■ Exercise prompt ■
Copy word for word the entries below, from the line containing "Category: black suitcase" through the end of the entries, including both ends.

■ Information given ■
++++++
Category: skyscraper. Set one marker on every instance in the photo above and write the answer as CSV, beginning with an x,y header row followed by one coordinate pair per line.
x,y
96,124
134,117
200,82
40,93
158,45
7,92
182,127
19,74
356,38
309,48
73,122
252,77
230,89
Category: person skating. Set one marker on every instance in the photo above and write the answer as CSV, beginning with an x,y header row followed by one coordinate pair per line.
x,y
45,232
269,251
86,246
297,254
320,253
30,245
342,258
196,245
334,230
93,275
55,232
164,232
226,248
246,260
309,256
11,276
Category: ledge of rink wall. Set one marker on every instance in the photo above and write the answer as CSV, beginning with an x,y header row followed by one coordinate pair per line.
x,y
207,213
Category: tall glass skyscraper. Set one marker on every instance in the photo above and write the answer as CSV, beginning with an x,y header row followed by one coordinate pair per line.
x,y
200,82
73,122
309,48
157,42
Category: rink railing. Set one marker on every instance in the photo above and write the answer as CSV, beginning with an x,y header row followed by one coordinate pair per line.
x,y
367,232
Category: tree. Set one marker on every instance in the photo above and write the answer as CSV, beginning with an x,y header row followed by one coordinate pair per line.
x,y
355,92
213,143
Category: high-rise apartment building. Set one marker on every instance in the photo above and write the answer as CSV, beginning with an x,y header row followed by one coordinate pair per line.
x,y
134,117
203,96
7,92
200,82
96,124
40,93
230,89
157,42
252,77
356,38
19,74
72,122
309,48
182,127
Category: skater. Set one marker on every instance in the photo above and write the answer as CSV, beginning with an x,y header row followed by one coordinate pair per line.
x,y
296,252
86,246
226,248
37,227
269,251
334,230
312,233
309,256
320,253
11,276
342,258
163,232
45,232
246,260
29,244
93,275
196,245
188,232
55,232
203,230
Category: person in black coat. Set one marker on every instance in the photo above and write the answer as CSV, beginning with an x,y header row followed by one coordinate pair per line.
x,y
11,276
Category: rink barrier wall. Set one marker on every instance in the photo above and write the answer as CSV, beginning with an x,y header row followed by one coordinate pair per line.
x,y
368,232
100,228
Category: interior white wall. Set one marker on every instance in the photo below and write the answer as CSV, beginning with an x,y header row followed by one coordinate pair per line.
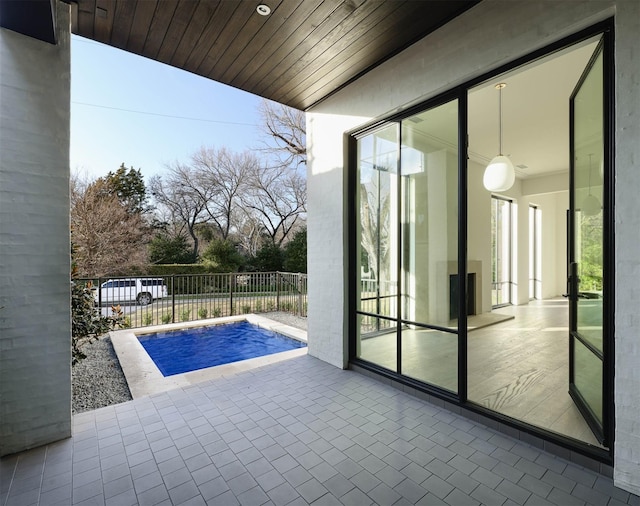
x,y
627,247
463,49
553,208
35,322
479,228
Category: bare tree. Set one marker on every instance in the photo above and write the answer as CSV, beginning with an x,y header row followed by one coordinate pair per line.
x,y
183,197
222,175
250,232
285,128
106,238
277,196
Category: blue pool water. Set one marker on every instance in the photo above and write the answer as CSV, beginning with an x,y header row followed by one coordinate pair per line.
x,y
180,351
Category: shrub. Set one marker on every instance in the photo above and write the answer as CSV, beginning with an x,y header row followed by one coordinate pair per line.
x,y
87,324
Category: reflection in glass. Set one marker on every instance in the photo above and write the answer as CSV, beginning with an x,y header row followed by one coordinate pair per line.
x,y
377,199
429,184
500,252
589,195
588,378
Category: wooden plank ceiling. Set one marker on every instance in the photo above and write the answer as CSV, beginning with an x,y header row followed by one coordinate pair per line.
x,y
299,54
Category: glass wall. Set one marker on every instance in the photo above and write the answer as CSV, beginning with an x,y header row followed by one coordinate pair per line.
x,y
501,241
377,252
407,205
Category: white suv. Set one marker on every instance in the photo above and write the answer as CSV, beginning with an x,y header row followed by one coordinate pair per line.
x,y
140,290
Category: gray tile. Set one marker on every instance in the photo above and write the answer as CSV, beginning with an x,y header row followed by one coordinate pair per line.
x,y
269,480
147,482
323,471
253,497
535,485
283,494
416,472
356,497
390,476
459,498
530,467
338,485
365,481
437,486
486,495
508,472
561,498
589,495
557,480
297,476
580,475
311,490
213,488
225,499
440,468
463,482
183,492
515,493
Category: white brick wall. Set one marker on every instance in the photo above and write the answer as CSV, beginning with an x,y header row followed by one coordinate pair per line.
x,y
35,328
489,35
627,247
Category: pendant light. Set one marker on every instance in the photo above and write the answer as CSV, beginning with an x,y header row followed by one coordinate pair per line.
x,y
499,175
591,204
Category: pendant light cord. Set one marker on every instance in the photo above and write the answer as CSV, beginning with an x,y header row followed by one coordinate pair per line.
x,y
499,87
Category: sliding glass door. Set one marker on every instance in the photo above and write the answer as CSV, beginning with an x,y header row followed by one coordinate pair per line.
x,y
407,248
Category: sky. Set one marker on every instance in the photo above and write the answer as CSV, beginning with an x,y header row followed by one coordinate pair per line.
x,y
133,110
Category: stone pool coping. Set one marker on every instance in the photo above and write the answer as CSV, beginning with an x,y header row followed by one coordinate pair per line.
x,y
144,377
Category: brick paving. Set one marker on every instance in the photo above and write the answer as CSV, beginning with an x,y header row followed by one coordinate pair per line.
x,y
296,432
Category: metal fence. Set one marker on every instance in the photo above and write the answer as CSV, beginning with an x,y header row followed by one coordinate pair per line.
x,y
182,298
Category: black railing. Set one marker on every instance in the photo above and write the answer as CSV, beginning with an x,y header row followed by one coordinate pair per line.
x,y
154,300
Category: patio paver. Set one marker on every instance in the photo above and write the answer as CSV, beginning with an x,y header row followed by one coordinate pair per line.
x,y
295,432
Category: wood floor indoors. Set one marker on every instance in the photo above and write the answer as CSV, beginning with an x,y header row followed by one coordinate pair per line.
x,y
518,367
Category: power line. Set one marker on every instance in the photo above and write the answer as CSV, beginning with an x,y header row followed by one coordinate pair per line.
x,y
165,115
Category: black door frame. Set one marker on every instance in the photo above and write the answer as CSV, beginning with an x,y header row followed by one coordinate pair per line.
x,y
606,29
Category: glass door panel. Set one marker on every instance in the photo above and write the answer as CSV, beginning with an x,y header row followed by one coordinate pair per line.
x,y
429,185
586,244
500,252
377,258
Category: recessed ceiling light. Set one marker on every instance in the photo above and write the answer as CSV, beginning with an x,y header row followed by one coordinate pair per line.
x,y
263,10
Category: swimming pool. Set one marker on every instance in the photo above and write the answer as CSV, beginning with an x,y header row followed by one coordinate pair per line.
x,y
185,350
145,378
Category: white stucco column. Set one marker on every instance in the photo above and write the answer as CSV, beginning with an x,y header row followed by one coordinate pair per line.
x,y
35,323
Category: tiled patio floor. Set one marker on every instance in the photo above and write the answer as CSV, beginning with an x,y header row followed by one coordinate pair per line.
x,y
295,432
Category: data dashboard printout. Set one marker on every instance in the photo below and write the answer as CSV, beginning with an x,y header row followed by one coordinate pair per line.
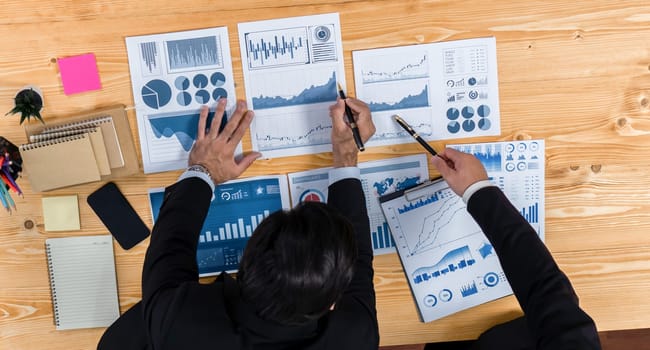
x,y
236,209
377,178
446,90
448,261
291,70
172,76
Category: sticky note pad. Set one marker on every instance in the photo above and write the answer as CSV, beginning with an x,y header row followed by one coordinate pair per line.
x,y
79,73
61,213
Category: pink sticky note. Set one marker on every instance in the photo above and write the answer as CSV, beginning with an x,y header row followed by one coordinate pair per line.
x,y
79,73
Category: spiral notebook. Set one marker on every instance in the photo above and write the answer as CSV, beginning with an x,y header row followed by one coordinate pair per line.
x,y
59,155
83,282
61,162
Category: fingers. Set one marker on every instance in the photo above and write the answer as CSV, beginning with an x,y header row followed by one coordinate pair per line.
x,y
233,124
337,112
238,134
337,109
216,120
442,166
355,105
203,117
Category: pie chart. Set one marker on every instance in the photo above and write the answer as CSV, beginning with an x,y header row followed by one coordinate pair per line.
x,y
452,114
218,79
156,93
219,93
200,81
453,127
312,195
202,97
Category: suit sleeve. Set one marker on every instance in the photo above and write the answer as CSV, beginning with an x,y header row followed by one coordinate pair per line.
x,y
348,198
545,294
171,257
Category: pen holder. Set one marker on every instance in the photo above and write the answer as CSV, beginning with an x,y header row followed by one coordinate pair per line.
x,y
13,162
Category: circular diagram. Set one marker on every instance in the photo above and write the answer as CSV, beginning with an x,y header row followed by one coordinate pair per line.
x,y
200,81
445,295
219,93
469,125
491,279
484,124
312,195
156,93
184,98
483,111
218,79
430,300
202,96
453,127
182,83
467,112
453,114
322,33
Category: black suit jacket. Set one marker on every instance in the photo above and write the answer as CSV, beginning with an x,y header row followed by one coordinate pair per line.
x,y
552,314
179,312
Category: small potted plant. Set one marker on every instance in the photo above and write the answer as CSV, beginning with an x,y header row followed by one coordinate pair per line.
x,y
28,102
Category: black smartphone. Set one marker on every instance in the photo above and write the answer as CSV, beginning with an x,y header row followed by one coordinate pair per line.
x,y
117,214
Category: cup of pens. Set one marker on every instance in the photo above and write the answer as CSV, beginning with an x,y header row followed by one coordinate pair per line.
x,y
10,168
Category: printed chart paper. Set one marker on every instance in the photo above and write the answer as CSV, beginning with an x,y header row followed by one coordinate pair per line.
x,y
449,263
237,208
445,90
291,68
377,178
172,76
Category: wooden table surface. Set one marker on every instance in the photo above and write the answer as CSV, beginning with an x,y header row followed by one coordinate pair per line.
x,y
576,74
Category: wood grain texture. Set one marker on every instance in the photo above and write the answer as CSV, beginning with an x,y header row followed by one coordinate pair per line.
x,y
576,74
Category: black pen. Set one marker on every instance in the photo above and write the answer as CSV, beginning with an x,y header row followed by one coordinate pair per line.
x,y
353,124
420,140
415,135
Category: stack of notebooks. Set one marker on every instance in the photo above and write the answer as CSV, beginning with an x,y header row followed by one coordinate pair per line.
x,y
86,148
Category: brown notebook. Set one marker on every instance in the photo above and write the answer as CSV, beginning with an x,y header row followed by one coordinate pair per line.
x,y
60,162
119,148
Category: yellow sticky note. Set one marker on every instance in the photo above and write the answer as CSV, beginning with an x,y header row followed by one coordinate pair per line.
x,y
61,213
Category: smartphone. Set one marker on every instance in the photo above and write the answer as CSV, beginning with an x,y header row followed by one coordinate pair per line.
x,y
117,214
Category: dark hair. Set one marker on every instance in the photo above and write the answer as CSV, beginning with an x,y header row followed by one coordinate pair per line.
x,y
297,263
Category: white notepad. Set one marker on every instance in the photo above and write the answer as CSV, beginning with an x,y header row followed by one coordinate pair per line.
x,y
83,282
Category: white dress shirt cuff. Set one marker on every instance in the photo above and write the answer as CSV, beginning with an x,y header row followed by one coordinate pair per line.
x,y
201,175
475,187
337,174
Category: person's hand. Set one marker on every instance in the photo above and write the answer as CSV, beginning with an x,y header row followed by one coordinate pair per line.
x,y
344,148
216,150
459,169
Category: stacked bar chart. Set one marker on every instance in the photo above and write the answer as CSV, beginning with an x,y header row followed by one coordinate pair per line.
x,y
237,208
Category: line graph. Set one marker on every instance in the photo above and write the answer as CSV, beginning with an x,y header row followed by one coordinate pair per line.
x,y
432,220
394,68
308,128
277,47
325,92
454,260
193,53
385,99
171,136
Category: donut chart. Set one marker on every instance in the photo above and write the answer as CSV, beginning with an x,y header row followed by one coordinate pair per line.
x,y
156,93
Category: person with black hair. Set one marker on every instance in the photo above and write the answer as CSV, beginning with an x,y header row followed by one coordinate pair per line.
x,y
305,279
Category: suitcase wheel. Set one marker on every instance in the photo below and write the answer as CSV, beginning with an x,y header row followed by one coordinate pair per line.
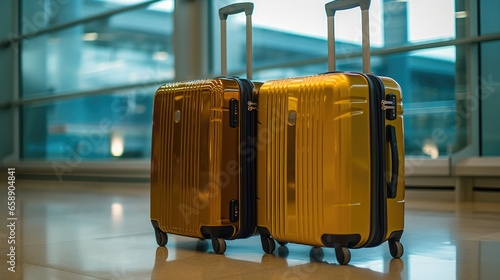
x,y
396,249
343,255
219,245
316,254
161,237
268,244
282,243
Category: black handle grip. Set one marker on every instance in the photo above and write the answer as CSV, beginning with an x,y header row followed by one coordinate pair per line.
x,y
392,186
338,5
236,8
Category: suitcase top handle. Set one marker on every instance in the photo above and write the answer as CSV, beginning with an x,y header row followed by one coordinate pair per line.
x,y
338,5
230,10
236,9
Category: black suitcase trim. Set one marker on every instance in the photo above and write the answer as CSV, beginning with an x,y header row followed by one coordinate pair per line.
x,y
378,221
248,129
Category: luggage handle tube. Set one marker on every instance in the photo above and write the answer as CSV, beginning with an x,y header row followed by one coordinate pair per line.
x,y
336,5
392,186
236,8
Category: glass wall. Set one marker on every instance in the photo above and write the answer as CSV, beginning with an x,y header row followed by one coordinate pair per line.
x,y
489,79
89,68
427,76
111,58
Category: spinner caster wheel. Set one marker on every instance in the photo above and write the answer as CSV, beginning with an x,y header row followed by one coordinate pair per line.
x,y
282,243
268,244
396,249
316,254
161,237
343,255
219,245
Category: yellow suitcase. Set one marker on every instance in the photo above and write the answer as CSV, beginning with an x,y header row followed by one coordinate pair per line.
x,y
330,161
202,173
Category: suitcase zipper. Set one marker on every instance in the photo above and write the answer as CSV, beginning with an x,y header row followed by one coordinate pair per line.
x,y
252,106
++++++
■ Task output ■
Category: black suitcase trim. Set one marker on every instance in the photo above and write the answer as CSV, beginning with an x,y header row followed by one coordinate pair per line.
x,y
378,221
248,129
Category: luggage handle tube. Set one marker on every instance in the photo above and write the answer as CSV, beginning with an x,y header row followed by one coordinate pair per line.
x,y
336,5
392,186
236,8
Category: glass wall. Set one marker on every instance in the photo above and write the answer as CSV, beginning with an x,y header row followed by one coordinate pair per line.
x,y
489,79
89,68
427,76
111,58
Category: spinner caster wheel. Set one marker on every instance in the photo above and write the answer as CSV, beginning with an x,y header row followed by one coordinate pair per line.
x,y
282,243
268,244
396,249
316,254
161,237
343,255
219,245
Category: yellow suitcase. Set one marker on every instance in the photo above and write the answer as CSV, beginning with an x,y header row followed by one coordinate pair per line.
x,y
330,161
202,173
Category: suitcase zipper. Set one marker on every instance in the photo above and write the answer as CSV, beginning with an x,y header row followed by one coordinate pair per line.
x,y
252,106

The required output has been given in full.